▸ **ОТРЫВОК**:
┏━━

В примечании к отрывку, касающемуся строк Поупа о леди Мэри У. Монтегю, он говорит —

«Я думаю, что мог бы показать, если бы это было необходимо, что леди Мэри У. Монтегю была также сильно виновата в той ссоре, не за то, что отвергла, а за то, что поощряла его; но я предпочел бы отказаться от этой задачи — хотя она должна была помнить свою собственную строку: «Слишком близко подходит тот, кто хочет получить отказ». Я так восхищаюсь ею — ее красотой, ее талантами, — что делал бы это неохотно. К тому же я так привязан к самому имени Мэри, что, как однажды сказал Джонсон: «Если бы вы назвали собаку Харви, я бы полюбил ее», так, если бы вы назвали особь женского пола того же вида «Мэри», я бы полюбил ее больше, чем других (двуногих или четвероногих) того же пола с другим именем. Она была необыкновенной женщиной: она могла переводить Эпиктета и при этом написать песню, достойную Аристиппа. Строки,

"'And when the long hours of the public are past,

And we meet, with champaigne and a chicken, at last,

May every fond pleasure that moment endear.'

Be banish'd afar both discretion and fear!

Forgetting or scorning the airs of the crowd,

He may cease to be formal, and I to be proud,

Till,' &c. &c.

Вот так, мистер Боулз! — что вы скажете на такой ужин с такой женщиной? И ее собственное описание к тому же? Разве ее «шампанское и цыпленок» не стоят леса или двух? Разве это не поэзия? Мне кажется, что эта строфа содержит «пюре» всей философии Эпикура — я имею в виду практическую философию его школы, а не наставления самого учителя; ибо я слишком долго был в университете, чтобы не знать, что сам философ был человеком умеренным. Но в конце концов, не были бы некоторые из нас такими же дураками, как Поуп? Что касается меня, я удивляюсь, что с его быстрыми чувствами, ее кокетством и его разочарованием он не сделал больше — вместо того чтобы написать несколько строк, которые следует осудить, если они ложны, и о которых следует сожалеть, если они истинны».

ПИСЬМО 424. МИСТЕРУ ХОППНЕРУ.

«Равенна, 11 мая 1821 г.

«Если бы я только знал раньше ваше мнение о Швейцарии, я бы сразу же принял его. Как есть, я позволю ребенку оставаться в ее монастыре, где она кажется здоровой и счастливой, на данный момент; но я буду очень признателен, если вы наведете справки, когда будете в кантонах, об обычных и лучших способах образования там для женщин и сообщите мне результат ваших мнений. Некоторое утешение, что и мистер, и миссис Шелли написали, что полностью одобряют то, что я поместил ребенка к монахиням на данный момент. Я могу сослаться на все свое поведение, как на то, что не жалел ни заботы, ни доброты, ни расходов с тех пор, как ребенок был отправлен ко мне. Люди могут говорить что угодно, я должен довольствоваться тем, что не заслуживаю (в данном случае), чтобы они говорили плохо».

┗━━

▸ **УПРАЖНЕНИЯ**:
1. Что, согласно отрывку, могла делать леди Мэри У. Монтегю, раз ее назвали необыкновенной женщиной?
2. Обновите отрывок: перепишите всё от слов «Till,' &c. &c.» вниз до слов «мая 1821 г.», поставив «Пиза» вместо «Равенна».

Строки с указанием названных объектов

┏━━

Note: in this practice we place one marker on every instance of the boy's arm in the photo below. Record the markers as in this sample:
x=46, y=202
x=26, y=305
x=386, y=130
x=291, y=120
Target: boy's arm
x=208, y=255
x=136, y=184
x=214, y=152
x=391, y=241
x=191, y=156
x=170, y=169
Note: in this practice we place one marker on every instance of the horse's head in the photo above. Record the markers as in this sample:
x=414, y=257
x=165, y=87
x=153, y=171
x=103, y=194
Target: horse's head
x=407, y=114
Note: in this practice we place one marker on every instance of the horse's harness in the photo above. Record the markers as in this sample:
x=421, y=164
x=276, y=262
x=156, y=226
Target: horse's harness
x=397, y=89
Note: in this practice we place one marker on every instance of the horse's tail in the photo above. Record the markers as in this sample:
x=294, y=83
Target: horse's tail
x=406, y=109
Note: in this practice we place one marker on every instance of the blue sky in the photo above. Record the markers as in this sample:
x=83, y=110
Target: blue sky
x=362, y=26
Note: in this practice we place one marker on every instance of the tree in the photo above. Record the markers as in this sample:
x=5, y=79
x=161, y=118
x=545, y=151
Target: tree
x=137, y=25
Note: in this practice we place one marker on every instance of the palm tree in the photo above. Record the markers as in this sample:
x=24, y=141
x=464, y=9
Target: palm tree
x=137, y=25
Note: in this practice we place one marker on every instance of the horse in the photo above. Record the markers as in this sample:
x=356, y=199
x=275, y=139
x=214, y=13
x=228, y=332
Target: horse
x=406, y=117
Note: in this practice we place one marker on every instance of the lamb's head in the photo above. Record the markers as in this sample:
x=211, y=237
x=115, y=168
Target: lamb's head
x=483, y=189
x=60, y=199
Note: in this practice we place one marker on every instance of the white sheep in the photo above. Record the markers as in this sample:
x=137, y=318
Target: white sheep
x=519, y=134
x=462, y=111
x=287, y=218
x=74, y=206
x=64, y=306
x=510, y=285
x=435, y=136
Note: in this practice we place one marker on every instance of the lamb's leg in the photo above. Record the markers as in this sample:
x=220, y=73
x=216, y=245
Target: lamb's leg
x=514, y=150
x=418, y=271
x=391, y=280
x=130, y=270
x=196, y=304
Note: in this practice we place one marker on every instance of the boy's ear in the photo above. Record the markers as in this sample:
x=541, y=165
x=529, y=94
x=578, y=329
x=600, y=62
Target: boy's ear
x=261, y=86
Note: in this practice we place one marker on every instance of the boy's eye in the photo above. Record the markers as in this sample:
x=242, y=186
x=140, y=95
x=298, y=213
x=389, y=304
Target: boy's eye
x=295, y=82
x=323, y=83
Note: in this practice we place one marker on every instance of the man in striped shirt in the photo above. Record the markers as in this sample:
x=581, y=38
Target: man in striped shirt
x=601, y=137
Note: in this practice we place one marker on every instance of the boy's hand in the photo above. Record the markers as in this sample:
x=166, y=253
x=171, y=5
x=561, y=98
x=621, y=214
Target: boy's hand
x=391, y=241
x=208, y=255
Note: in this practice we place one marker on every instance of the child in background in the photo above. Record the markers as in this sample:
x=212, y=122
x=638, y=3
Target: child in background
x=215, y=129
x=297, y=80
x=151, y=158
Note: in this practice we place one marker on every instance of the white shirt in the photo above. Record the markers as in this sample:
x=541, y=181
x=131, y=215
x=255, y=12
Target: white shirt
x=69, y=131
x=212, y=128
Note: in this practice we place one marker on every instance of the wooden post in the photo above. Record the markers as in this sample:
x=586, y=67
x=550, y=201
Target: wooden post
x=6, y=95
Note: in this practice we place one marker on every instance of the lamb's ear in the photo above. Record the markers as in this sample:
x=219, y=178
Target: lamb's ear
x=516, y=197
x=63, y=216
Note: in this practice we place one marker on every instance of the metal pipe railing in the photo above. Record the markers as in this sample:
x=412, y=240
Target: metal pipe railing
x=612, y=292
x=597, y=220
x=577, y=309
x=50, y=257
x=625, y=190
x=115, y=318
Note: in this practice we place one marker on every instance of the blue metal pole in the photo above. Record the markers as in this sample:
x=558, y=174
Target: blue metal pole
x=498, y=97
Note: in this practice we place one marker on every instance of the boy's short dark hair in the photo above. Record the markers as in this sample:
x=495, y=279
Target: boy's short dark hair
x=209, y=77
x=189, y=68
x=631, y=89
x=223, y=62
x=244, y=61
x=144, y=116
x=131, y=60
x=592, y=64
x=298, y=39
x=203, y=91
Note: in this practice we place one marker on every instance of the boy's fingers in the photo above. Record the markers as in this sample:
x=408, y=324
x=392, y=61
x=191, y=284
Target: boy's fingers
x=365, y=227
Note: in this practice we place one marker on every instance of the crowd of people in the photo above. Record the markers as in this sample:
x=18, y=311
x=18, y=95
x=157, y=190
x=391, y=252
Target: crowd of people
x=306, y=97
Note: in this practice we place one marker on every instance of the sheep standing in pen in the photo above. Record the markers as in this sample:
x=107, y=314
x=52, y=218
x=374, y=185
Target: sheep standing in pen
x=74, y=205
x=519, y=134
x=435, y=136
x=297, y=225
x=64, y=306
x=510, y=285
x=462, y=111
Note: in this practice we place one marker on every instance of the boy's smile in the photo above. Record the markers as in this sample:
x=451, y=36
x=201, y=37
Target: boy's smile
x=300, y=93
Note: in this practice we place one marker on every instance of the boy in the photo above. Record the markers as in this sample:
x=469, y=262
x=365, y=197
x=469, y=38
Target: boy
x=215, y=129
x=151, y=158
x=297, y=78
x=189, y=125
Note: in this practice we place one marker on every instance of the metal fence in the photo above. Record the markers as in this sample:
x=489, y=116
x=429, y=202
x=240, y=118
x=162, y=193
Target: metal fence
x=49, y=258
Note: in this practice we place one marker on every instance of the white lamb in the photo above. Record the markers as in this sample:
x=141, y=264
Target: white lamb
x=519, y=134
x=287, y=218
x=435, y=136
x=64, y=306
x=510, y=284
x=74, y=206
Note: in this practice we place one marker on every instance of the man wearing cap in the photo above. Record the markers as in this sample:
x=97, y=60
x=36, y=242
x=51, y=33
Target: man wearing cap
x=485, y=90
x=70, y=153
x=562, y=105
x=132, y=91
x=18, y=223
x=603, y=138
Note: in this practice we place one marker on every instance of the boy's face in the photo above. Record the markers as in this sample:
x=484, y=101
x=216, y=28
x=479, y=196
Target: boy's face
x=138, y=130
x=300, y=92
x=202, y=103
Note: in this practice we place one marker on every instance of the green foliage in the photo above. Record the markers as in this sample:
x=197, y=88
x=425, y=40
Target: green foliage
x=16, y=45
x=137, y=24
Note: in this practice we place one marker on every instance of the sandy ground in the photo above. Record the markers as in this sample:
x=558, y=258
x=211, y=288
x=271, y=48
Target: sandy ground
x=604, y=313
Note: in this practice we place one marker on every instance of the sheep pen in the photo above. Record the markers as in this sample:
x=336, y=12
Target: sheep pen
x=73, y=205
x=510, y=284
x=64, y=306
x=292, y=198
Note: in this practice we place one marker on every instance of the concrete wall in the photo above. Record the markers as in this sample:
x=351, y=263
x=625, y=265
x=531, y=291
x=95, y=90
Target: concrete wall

┗━━
┏━━

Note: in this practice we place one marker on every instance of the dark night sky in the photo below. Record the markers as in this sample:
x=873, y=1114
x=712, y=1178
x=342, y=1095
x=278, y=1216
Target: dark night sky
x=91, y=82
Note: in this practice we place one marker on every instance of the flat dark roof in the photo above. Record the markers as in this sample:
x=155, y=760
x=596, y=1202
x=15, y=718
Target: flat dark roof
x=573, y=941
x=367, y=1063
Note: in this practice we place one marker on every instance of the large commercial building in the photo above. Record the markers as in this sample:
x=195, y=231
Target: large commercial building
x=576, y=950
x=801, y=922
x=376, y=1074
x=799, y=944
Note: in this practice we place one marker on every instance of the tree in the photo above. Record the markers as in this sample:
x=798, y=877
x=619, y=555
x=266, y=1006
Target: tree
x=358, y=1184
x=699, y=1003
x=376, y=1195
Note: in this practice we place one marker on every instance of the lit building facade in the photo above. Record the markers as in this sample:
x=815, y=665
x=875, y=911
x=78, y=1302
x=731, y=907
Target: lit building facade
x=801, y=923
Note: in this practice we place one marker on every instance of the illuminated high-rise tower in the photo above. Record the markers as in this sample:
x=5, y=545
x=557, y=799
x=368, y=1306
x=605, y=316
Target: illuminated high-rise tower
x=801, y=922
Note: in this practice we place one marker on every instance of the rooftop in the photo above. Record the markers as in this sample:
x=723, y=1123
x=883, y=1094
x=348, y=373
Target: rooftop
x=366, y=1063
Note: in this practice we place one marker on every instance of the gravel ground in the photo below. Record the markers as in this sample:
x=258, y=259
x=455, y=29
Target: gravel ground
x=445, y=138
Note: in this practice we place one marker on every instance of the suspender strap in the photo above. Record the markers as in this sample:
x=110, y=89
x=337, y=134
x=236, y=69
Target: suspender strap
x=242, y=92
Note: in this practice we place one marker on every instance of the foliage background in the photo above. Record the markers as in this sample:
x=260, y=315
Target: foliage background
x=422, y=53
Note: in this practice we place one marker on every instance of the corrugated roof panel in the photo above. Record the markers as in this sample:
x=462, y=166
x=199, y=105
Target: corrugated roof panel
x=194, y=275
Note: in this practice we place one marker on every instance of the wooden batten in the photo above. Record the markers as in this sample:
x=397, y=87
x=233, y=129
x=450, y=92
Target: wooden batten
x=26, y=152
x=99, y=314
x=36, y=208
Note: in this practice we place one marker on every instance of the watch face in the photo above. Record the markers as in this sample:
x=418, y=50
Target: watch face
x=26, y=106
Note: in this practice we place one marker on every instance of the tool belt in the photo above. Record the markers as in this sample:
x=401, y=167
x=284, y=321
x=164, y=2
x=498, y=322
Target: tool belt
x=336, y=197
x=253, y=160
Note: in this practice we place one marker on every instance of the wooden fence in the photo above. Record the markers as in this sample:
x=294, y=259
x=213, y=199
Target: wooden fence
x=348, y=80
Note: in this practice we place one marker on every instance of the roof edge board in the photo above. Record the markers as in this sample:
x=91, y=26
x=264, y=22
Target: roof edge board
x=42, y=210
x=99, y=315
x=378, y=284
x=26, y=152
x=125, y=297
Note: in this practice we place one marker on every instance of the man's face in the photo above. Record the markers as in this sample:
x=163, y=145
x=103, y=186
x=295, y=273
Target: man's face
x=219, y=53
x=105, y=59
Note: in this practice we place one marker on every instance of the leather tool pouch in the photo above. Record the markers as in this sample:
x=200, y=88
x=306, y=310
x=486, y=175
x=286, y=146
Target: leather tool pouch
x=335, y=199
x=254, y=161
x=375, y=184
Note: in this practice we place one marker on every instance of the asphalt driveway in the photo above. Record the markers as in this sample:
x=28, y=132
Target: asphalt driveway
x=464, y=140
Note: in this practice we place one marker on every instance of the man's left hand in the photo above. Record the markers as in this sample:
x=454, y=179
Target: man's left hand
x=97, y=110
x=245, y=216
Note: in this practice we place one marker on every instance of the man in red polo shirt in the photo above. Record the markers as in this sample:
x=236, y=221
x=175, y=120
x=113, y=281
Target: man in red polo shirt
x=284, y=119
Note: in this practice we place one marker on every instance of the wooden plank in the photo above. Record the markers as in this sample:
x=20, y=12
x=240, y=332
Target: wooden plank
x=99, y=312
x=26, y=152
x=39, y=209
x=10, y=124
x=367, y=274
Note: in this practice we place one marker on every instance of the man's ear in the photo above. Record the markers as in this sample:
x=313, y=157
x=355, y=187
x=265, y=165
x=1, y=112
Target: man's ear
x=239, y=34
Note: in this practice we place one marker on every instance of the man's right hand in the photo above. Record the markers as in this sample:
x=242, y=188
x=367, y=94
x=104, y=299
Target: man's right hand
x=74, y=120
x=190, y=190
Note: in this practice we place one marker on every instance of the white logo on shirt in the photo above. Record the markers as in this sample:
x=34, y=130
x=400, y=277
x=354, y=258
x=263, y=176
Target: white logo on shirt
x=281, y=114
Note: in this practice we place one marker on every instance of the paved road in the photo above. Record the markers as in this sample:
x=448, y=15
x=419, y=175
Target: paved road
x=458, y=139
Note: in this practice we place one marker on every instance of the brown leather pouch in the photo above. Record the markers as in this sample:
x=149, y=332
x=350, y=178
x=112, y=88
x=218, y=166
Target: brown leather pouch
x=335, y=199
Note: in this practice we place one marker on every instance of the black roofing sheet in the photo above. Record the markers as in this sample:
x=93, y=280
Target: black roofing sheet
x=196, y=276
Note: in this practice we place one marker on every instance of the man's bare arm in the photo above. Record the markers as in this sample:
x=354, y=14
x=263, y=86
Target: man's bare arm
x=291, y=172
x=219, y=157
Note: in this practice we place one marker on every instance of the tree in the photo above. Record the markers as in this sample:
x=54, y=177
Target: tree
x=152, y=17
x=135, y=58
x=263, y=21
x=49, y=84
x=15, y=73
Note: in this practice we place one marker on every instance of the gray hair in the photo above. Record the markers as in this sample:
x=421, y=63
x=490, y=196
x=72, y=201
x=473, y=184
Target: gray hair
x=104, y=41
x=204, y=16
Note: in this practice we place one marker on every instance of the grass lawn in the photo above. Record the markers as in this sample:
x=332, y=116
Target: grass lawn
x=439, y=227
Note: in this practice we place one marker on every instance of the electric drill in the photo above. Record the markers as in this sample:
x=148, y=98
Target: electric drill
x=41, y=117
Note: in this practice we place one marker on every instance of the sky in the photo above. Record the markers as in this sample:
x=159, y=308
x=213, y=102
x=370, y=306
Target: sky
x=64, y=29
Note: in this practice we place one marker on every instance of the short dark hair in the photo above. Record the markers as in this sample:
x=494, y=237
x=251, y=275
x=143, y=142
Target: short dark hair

┗━━
┏━━

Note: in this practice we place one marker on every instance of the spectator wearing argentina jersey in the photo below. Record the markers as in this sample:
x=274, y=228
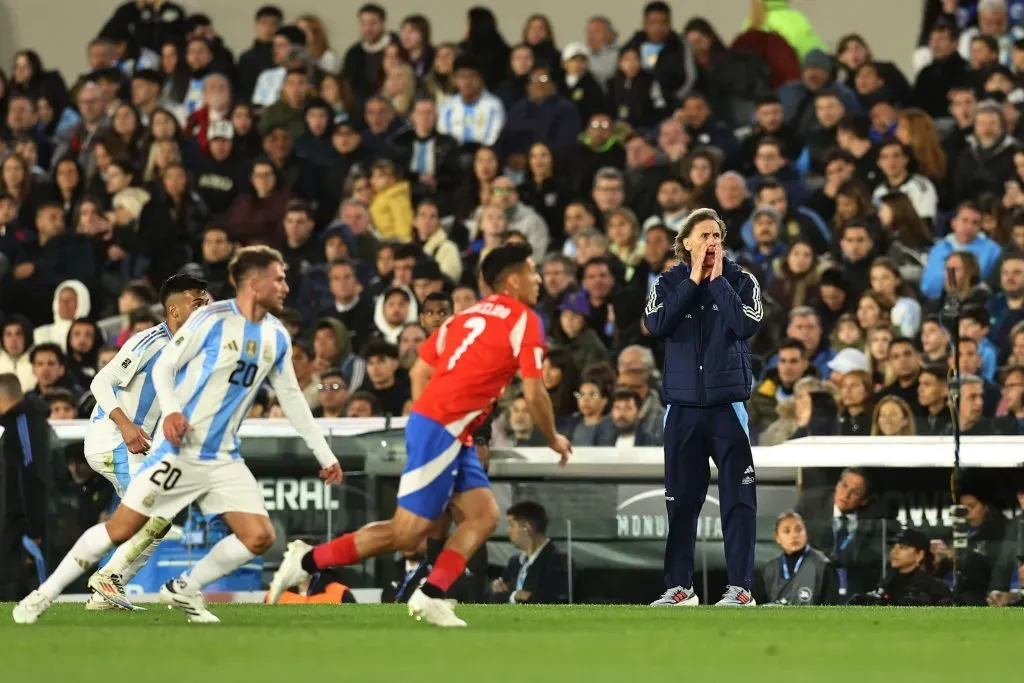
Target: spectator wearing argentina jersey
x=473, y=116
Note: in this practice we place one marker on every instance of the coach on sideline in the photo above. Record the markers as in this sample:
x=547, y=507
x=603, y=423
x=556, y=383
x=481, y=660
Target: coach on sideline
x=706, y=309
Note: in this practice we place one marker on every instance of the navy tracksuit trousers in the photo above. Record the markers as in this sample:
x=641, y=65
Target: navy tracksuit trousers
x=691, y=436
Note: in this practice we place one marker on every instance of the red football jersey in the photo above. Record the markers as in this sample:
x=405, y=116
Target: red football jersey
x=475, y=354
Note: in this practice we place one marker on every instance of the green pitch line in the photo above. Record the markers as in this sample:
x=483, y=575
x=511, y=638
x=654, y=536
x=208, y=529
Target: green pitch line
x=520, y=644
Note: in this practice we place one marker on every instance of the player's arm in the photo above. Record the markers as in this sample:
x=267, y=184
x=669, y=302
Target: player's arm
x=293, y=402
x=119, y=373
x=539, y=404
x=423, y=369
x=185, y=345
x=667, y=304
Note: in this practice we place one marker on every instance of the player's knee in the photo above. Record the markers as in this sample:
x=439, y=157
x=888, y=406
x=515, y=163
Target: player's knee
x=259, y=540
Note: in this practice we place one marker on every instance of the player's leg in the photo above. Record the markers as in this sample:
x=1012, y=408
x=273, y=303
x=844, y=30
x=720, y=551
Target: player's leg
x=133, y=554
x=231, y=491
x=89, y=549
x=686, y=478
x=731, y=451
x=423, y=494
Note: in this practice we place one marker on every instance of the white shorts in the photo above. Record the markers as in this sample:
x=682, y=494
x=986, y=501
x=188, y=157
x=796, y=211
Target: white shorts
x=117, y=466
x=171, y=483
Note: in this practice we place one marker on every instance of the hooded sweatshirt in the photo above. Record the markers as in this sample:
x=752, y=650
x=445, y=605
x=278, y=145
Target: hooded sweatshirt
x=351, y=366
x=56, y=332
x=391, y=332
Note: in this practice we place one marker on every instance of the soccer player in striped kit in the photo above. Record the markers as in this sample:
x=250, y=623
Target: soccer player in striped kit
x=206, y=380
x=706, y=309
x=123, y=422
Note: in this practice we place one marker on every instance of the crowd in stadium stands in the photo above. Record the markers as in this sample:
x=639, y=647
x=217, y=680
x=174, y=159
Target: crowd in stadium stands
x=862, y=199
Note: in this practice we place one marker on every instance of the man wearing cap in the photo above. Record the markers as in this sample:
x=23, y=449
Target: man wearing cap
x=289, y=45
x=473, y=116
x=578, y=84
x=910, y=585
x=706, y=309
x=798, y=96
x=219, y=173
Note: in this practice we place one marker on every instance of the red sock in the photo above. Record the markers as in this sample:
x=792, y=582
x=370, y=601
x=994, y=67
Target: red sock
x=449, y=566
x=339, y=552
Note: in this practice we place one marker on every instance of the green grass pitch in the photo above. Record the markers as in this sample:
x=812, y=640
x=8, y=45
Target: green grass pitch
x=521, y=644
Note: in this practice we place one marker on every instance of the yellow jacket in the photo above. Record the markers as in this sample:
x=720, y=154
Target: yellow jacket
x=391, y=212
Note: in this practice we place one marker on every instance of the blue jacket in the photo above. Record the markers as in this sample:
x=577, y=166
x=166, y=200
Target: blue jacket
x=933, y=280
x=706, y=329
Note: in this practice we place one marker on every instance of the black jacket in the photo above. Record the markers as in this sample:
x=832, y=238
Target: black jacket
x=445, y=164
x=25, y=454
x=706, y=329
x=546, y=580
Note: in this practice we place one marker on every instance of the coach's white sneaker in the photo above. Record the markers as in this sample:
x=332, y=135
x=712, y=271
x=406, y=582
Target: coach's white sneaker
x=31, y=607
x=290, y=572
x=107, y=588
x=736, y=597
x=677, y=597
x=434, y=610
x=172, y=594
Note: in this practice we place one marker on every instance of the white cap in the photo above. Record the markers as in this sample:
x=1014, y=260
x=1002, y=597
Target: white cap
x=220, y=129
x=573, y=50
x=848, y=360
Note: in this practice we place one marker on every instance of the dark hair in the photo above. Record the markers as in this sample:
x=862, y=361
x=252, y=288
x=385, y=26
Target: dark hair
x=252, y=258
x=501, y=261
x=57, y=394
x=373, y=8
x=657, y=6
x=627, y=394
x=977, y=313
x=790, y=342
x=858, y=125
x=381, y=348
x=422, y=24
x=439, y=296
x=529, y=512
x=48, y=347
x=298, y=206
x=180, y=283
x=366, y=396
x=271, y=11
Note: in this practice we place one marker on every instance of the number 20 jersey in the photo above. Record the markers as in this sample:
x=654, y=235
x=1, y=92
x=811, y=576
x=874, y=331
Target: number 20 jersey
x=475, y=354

┗━━

▸ **ОТВЕТЫ**:
1. Она могла переводить Эпиктета и при этом написать песню, достойную Аристиппа.

2.
Till,' &c. &c.

Вот так, мистер Боулз! — что вы скажете на такой ужин с такой женщиной? И ее собственное описание к тому же? Разве ее «шампанское и цыпленок» не стоят леса или двух? Разве это не поэзия? Мне кажется, что эта строфа содержит «пюре» всей философии Эпикура — я имею в виду практическую философию его школы, а не наставления самого учителя; ибо я слишком долго был в университете, чтобы не знать, что сам философ был человеком умеренным. Но в конце концов, не были бы некоторые из нас такими же дураками, как Поуп? Что касается меня, я удивляюсь, что с его быстрыми чувствами, ее кокетством и его разочарованием он не сделал больше — вместо того чтобы написать несколько строк, которые следует осудить, если они ложны, и о которых следует сожалеть, если они истинны».

ПИСЬМО 424. МИСТЕРУ ХОППНЕРУ.

«Пиза, 11 мая 1821 г.